Passage provided ▸
________________________

According to Dixit, diners from across age and income groups are opting for private chefs, even outside of India’s mega cities. Both Dixit and Chandra tell me they can barely keep up with the demand coming from Surat, Ahmedabad, Vadodara and Chennai. Dixit is now in the process of setting up a studio in Hyderabad.
“On one hand, it is very aspirational, but on the other hand, the access to good chefs has widened. We still have a culture of calling khansamas home for special occasions, but more diners from across the country are realising that it’s possible to experiment a bit more freely,” says chef Vicky Ratnani, who regularly puts together private meals for diners in Delhi and Ludhiana. This, says Ratnani, is allowing for a “cross pollination of cuisine ideas”. For a recent dinner, Ratnani made his version of a butter chicken with romesco, a Catalonian tomato sauce.
Hailing from Lucknow, chef-consultant Taiyaba Ali pulls from her Awadhi heritage to recreate special dishes that blend her culinary heritage with modern cooking techniques for guests across the country. For a recent wedding party in Bengaluru, Ali created a shahi tukda crème brulée, a nod to the groom’s love for the Indian dessert, as well as a nihari puff and a choux pastry with savoury water chestnut and chilli chutney.
In Aurangabad, chef Mohib Farooqui runs Accentuate Food Lab, a cosy eight-seater private dining space where he serves inventive creations of his own, like a thecha capellini and creates customised meals. Recently, for a vegetarian fine-dining experience, Farooqui and his team crafted a Cantalupo & Prosciutto course, using cantaloupe to replicate the dry-aged ham.

________________________

Material shown ▸
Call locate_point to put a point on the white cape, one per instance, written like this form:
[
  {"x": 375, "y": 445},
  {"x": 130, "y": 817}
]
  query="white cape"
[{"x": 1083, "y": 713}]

________________________

Go on with the passage on private chefs in India, picking up after its last sentence. The items come from a different source than the passage on private chefs in India.

Having moved from Denmark to Aurangabad to be closer to his ailing mother, Farooqui didn’t have enough funds to launch a full-scale restaurant. Taking a leap of faith, he opened a small private dining space in his residential building. The format, Farooqui says, allows him to balance multiple projects at the same time.
With the festive season here, these chefs are juggling calendars and fielding requests to create exciting meals outside of a traditional restaurant setup.
Apart from delivering an exciting culinary experience, Dixit and his team are attempting to “fix” the relationship we have with our food, using his learnings and experience running his healthy meal service, Six Pack Meals. “We’ve come to associate bingeing and over-indulgence with celebration and having a good time. Because we calculate the protein-to-fat-to-carb ratio of every meal we prepare, we’re trying to encourage people to eat more mindfully,” says Dixit.
This season, if you’re looking for a different way to bring your loved ones together, consider a private dining experience. After all, what’s more festive than a plate of food that’s been thoughtfully prepared?